Below are some records. Return exactly the lines from the one containing "Whereabouts is the window" through the one containing "Whereabouts is the central", both included, and only those.

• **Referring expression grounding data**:
━━━━

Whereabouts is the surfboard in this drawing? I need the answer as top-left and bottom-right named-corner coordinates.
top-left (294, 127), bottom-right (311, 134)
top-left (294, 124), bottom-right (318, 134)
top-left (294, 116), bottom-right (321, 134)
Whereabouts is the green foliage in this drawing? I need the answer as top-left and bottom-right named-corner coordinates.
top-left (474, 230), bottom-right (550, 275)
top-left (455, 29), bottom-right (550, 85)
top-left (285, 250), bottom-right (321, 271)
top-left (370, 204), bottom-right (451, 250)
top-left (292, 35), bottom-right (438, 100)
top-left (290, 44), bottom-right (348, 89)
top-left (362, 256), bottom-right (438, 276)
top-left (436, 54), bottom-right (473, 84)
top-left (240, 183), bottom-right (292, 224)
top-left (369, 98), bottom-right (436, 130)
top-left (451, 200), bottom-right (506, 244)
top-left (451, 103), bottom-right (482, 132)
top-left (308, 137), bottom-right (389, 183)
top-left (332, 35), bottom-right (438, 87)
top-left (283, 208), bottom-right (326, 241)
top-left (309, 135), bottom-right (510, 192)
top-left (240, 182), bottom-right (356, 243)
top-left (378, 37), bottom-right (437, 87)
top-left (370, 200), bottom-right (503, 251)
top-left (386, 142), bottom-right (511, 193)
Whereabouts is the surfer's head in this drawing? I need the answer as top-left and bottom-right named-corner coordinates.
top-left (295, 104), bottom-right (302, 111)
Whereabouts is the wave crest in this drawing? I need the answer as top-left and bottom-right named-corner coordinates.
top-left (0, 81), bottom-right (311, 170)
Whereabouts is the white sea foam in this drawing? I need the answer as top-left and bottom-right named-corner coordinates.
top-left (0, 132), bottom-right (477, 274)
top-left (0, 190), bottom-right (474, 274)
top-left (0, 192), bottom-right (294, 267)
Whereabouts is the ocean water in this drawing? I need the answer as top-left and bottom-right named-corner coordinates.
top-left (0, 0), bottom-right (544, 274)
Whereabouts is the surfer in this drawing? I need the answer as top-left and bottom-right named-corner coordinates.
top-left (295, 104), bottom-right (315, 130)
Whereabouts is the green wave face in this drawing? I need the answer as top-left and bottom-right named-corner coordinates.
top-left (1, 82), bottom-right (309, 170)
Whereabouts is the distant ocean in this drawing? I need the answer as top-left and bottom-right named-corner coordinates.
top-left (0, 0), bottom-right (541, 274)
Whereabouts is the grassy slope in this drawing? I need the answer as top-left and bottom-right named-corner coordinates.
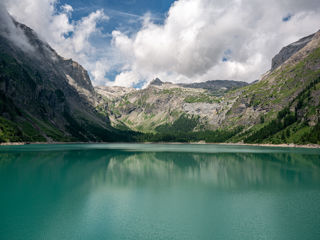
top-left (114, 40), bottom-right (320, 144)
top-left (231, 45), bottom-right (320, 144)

━━━━

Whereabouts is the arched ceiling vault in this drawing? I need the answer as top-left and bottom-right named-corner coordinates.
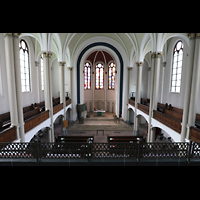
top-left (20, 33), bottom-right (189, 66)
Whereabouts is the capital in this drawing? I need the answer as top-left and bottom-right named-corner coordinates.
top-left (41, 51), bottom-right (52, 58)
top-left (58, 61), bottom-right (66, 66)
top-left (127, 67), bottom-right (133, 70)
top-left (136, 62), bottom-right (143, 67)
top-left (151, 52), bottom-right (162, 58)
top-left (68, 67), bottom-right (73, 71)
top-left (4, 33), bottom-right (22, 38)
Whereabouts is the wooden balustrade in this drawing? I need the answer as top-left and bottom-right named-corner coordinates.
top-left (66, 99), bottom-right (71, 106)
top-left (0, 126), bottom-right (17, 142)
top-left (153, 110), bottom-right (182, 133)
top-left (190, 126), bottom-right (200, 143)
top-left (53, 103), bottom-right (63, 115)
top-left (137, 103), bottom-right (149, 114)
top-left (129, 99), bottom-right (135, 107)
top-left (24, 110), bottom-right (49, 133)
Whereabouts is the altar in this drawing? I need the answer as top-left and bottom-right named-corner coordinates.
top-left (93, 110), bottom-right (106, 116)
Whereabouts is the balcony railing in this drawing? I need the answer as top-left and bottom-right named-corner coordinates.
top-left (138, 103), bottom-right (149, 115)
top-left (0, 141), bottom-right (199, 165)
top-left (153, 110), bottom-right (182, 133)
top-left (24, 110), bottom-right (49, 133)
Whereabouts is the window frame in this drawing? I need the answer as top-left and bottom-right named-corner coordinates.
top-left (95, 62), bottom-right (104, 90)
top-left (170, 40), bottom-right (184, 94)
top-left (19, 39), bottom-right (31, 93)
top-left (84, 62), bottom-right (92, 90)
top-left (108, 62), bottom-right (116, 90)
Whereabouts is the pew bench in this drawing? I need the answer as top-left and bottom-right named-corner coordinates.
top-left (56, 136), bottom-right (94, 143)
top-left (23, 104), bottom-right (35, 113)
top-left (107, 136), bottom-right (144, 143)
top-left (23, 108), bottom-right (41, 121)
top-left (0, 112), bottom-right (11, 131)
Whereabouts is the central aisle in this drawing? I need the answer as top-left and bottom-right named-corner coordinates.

━━━━

• **Expected answer**:
Whereabouts is the window frame in this drawing? I need the answer as top-left and bottom-right named-corner coordinates.
top-left (95, 62), bottom-right (104, 90)
top-left (170, 40), bottom-right (184, 94)
top-left (19, 39), bottom-right (31, 93)
top-left (84, 62), bottom-right (92, 90)
top-left (108, 62), bottom-right (116, 90)
Whereabouts is the pew bench in this drawing? I need the answer as top-left and bottom-right named-corner coordinates.
top-left (56, 136), bottom-right (94, 143)
top-left (23, 104), bottom-right (35, 113)
top-left (107, 136), bottom-right (144, 143)
top-left (23, 108), bottom-right (41, 121)
top-left (0, 112), bottom-right (11, 131)
Whereabouts is the central aisle in this drawing? I need the answer as top-left and bottom-right named-corner coordinates.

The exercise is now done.